> Given exercise:
Convert all of the data below into a Markdown table with two columns, Row and Text: number each line in Row, put the line itself in Text, and leave out blank lines.

(Dataset rows)
___

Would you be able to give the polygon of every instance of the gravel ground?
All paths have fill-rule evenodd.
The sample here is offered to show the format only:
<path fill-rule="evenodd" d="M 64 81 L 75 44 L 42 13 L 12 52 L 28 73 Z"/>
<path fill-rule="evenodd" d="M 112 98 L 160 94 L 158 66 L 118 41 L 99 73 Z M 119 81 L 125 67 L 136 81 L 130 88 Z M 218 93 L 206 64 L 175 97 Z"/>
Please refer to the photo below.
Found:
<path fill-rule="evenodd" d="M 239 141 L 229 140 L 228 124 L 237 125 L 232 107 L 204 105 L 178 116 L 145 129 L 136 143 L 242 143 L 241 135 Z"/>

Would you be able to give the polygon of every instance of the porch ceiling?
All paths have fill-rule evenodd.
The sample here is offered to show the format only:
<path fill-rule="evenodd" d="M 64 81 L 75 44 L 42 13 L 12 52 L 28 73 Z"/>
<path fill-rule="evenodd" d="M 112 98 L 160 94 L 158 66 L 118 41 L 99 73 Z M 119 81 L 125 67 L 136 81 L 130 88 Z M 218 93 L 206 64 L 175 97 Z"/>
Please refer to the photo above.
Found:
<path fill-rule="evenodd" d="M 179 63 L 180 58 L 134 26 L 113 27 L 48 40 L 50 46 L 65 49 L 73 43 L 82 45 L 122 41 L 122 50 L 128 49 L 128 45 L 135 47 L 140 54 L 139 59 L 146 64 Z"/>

___

> Result of this exercise:
| Row | Text |
|---|---|
| 1 | Would you be able to give the polygon of every instance of the gravel ground? |
| 2 | All paths have fill-rule evenodd. |
| 3 | The sample here is offered to show the format only: |
| 4 | <path fill-rule="evenodd" d="M 64 81 L 75 44 L 42 13 L 12 52 L 28 73 Z"/> |
| 5 | <path fill-rule="evenodd" d="M 112 98 L 160 94 L 158 66 L 118 41 L 99 73 Z M 119 81 L 125 67 L 136 81 L 130 88 Z M 218 93 L 206 64 L 175 97 Z"/> |
| 6 | Please refer to the photo below. |
| 7 | Found: |
| 8 | <path fill-rule="evenodd" d="M 239 141 L 229 140 L 228 124 L 237 125 L 232 107 L 204 105 L 178 116 L 145 129 L 136 143 L 242 143 L 241 135 Z"/> |
| 9 | Would you be able to give the polygon of every instance of the porch ceiling? |
| 10 | All paths have fill-rule evenodd. |
| 11 | The sample here is offered to show the format only: |
| 12 | <path fill-rule="evenodd" d="M 64 81 L 75 44 L 42 13 L 12 52 L 28 73 Z"/> |
| 13 | <path fill-rule="evenodd" d="M 112 98 L 160 94 L 158 66 L 118 41 L 99 73 Z M 119 81 L 125 67 L 136 81 L 130 88 Z M 218 93 L 206 64 L 175 97 Z"/> |
| 14 | Please refer to the photo above. |
| 15 | Found: |
| 16 | <path fill-rule="evenodd" d="M 179 63 L 180 58 L 134 26 L 113 27 L 48 40 L 50 46 L 65 49 L 73 43 L 82 45 L 122 41 L 122 50 L 128 49 L 128 45 L 135 47 L 140 54 L 139 59 L 146 64 Z"/> |